Work instruction: Could you copy out every line of the data where the word "coffee" occurs?

Excerpted records:
┄┄┄┄┄┄
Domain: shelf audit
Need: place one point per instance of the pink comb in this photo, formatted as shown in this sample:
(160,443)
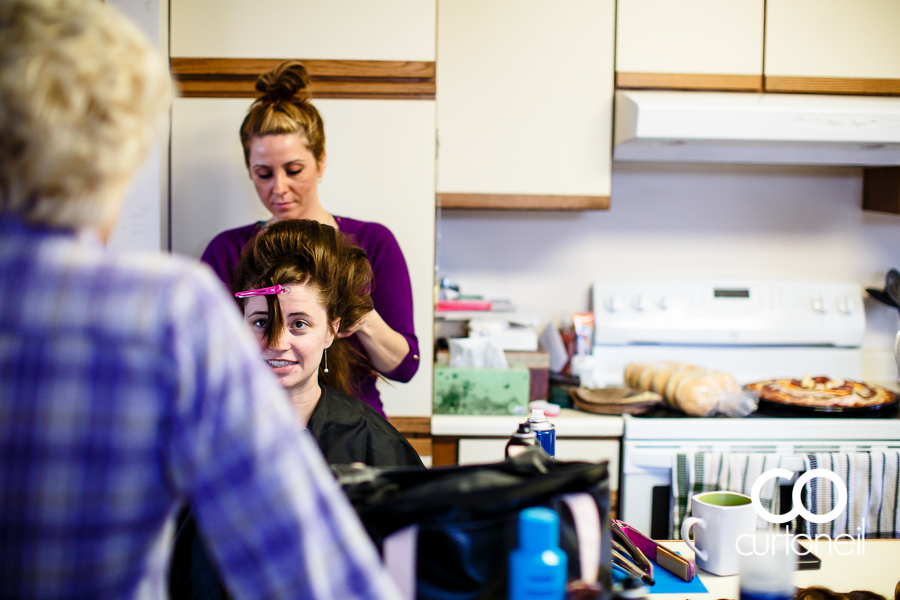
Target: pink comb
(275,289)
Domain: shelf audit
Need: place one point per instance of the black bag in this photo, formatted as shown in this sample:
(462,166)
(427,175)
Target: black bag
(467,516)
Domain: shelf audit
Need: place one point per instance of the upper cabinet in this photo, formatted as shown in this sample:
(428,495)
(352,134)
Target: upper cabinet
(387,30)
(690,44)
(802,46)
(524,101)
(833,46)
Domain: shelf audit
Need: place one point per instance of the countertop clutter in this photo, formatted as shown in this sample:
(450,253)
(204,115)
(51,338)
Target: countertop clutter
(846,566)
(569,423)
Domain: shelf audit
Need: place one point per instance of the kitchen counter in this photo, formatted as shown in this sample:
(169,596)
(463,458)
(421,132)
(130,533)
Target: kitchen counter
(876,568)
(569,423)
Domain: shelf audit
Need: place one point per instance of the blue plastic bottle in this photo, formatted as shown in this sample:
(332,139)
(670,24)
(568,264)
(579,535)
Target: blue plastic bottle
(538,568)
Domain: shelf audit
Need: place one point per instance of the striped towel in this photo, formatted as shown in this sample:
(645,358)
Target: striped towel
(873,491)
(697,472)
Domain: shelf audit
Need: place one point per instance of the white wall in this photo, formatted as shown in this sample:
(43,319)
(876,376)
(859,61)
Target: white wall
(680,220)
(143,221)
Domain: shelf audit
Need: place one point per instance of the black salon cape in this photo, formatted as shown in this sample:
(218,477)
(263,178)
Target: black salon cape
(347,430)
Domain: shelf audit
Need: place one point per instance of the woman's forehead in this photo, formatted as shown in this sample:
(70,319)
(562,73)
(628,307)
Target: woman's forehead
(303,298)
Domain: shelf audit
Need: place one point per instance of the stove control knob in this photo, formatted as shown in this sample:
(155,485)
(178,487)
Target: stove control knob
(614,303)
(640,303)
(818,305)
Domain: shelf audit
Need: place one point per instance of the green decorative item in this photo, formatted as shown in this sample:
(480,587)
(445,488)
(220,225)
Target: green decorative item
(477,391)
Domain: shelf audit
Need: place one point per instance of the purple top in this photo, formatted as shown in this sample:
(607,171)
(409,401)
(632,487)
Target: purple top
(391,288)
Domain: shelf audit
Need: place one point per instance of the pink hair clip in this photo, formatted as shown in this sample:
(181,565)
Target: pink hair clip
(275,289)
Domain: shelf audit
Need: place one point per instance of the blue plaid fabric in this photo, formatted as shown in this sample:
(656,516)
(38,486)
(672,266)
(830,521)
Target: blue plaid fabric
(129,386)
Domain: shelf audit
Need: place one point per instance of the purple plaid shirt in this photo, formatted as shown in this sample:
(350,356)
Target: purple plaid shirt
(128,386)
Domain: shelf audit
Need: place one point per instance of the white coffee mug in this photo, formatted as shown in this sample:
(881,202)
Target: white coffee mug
┄┄┄┄┄┄
The answer:
Need: place one point per instance of the white coffee mug in this photo, formatted as shown in this sample:
Target: white coffee mug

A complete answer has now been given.